══ Excerpt
Book Review and Reflection | The Cross and the Lynching Tree
The Cross and the Lynching Tree
by
James H. Cone
My rating:
5 of 5 stars
After finishing Michelle Alexander's "The New Jim Crow" last month, I wanted to continue reading along the same lines. Cone's work deals in the same themes of systemic black oppression, but focuses specifically on the era of lynching (extending from the late 19th past the middle of the 20th centuries), and from the perspective of black liberation theology.
This is truly a remarkable work. Most of my margin notes throughout are simple declarations like "ugh," or "wow," or "Lord." Cone holds nothing back in his critique of the white church's (both conservative and liberal) lack of practical and theological response and reflection to the legal (ugh) lynching of more than 5,000 black people, and the failure of the white imagination to see the connection between the cross of Christ and the lynching tree. What was obvious and a daily reality for black people, and what even crept into popular music (see Billie Holiday's "Strange Fruit"), was not substantially dealt with by even the most ideologically aligned white theologians of the day, such as Reinhold Niebuhr.
════
### Instructions
**1)** Reproduce the passage of the review of The Cross and the Lynching Tree from "Book Review and" to "black liberation theology.".
**2)** Resume the review of The Cross and the Lynching Tree, starting right after its final sentence.
══ Provided data
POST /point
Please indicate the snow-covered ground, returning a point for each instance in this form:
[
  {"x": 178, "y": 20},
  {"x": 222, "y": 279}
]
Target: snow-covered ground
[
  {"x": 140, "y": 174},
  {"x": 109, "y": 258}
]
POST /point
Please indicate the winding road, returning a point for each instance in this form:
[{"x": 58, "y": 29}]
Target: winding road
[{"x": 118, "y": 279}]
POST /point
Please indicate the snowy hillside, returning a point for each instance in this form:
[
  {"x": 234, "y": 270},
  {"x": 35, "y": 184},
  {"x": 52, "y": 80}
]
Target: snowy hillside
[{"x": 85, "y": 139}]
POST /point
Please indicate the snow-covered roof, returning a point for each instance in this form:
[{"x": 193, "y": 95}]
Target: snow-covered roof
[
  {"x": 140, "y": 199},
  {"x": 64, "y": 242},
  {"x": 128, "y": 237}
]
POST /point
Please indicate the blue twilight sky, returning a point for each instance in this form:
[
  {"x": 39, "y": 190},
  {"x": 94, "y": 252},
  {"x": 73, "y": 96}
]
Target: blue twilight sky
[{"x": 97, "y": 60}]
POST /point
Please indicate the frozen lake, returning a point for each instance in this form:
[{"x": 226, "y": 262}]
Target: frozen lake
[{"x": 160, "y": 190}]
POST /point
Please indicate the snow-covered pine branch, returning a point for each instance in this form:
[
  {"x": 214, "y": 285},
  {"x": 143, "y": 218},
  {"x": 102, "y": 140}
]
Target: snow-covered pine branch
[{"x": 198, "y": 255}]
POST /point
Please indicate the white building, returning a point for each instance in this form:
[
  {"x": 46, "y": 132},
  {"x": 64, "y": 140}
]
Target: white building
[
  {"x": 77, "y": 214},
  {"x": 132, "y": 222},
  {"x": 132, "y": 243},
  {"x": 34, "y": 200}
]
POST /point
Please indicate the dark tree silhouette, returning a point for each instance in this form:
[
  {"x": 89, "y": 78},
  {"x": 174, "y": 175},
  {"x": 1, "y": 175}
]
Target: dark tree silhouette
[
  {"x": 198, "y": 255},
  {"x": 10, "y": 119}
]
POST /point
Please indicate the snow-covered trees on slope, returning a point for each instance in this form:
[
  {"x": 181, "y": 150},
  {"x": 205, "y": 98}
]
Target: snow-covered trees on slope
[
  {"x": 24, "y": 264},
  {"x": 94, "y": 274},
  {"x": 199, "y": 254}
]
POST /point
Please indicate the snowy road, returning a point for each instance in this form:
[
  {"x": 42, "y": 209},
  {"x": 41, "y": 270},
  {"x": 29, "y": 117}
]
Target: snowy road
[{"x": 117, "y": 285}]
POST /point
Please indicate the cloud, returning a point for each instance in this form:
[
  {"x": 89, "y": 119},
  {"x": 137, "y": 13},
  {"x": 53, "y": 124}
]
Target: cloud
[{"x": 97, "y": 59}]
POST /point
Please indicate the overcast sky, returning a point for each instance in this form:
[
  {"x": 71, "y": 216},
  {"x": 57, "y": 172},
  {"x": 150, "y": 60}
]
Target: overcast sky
════
### Answers for this exercise
**1)**
Book Review and Reflection | The Cross and the Lynching Tree
The Cross and the Lynching Tree
by
James H. Cone
My rating:
5 of 5 stars
After finishing Michelle Alexander's "The New Jim Crow" last month, I wanted to continue reading along the same lines. Cone's work deals in the same themes of systemic black oppression, but focuses specifically on the era of lynching (extending from the late 19th past the middle of the 20th centuries), and from the perspective of black liberation theology.

**2)**
I can say that I studied this period of theology a lot in college and seminary. This time period was consumed with the fundamentalist/modernist controversy, a cultural clash that pitted Biblical authority against human reason in a battle royal, with each side seeking to preserve essential thrusts of Christian practice and theology. Not until reading Cone did I even consider that this great controversy allowed both sides of the argument to ignore the absolutely despicable practice of lynching that was going on all around these scholars at the time. I doubt this ignoring of such a grave injustice was in every way intentional, but it is undoubtedly a shameful scar on the white church which has deep implications for today.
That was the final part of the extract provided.